● **TEXTE CITÉ**
⁂
Le quatrième commandement est étroitement lié au commandement de l’amour. Entre " honore " et " aime ", le lien est profond. L’honneur, dans son essence, se rattache à la vertu de justice, mais celle-ci, à son tour, ne peut pleinement s’exercer sans faire appel à l’amour, l’amour pour Dieu et pour le prochain. Et qui est plus proche que les membres de la famille, que les parents et les enfants ?

Le type de relations interpersonnelles indiqué par le quatrième commandement est-il unilatéral ? N’engage-t-il à honorer que les parents ? Au sens littéral, oui. Mais indirectement, nous pouvons aussi parler de l’ " honneur " dû aux enfants de la part de leurs parents. " Honore " signifie : reconnais ! C’est-à-dire, laisse-toi guider par la reconnaissance sincère de la personne, de la personne de ton père et de ta mère avant tout, puis de celle des autres membres de la famille. L’honneur est une attitude essentiellement désintéressée. On pourrait dire qu’il est " un don désintéressé de la personne à la personne " et, dans ce sens, l’honneur rejoint l’amour. Si le quatrième commandement exige d’honorer son père et sa mère, c’est aussi pour le bien de la famille qu’il l’exige. Et, pour la même raison, il

impose des exigences aux parents eux-mêmes. Parents - semble leur rappeler le précepte divin -, agissez de telle manière que votre comportement mérite l’honneur (et l’amour) que vous portent vos enfants ! Ne laissez pas l’exigence de vous honorer tomber dans un " vide moral " ! En fin de compte, il s’agit donc d’un honneur mutuel. Le commandement " honore ton père et ta mère " dit indirectement aux parents : honorez vos fils et vos filles. Ils le méritent parce qu’ils existent, parce qu’ils sont ce qu’ils sont : cela vaut dès le premier moment de leur conception. Ce commandement, exprimant les liens intimes de la famille, met ainsi en évidence le fondement de sa cohésion interne.

Le commandement se poursuit : " afin que se prolongent tes jours sur la terre que te donne le Seigneur ton Dieu ". Ce " afin que " pourrait donner l’impression d’un calcul " utilitariste " : honorer en fonction d’une longévité à venir. Nous disons que cela ne diminue pas pour autant la portée essentielle de l’impératif " honore ", proche par sa nature d’une attitude désintéressée. Honorer ne veut jamais dire : " Prévoir les avantages ". Mais il est difficile de ne pas admettre que l’attitude d’honneur mutuel existant entre les membres de la communauté familiale a aussi divers avantages. L’ " honneur " est certainement utile, comme tout véritable bien est " utile ".
⁂
● **ENTRÉES EXTRAITES**
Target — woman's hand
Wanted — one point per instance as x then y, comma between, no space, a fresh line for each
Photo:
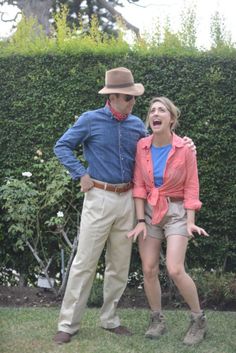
140,228
193,228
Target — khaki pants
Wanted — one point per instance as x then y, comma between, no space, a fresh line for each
107,217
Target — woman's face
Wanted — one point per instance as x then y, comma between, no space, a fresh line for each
160,119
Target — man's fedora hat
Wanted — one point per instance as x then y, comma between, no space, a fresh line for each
120,80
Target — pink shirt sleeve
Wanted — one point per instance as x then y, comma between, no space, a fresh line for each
139,189
191,185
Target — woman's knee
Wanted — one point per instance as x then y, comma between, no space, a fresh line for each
150,272
175,271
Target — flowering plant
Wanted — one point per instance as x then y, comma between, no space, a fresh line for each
41,211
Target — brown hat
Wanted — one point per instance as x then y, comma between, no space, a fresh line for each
120,80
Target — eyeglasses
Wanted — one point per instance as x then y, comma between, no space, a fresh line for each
⁂
● **CONSIGNE**
D'après le texte sur le quatrième commandement, à quelle vertu l'honneur se rattache-t-il dans son essence ?

● **RÉSULTAT**
À la vertu de justice.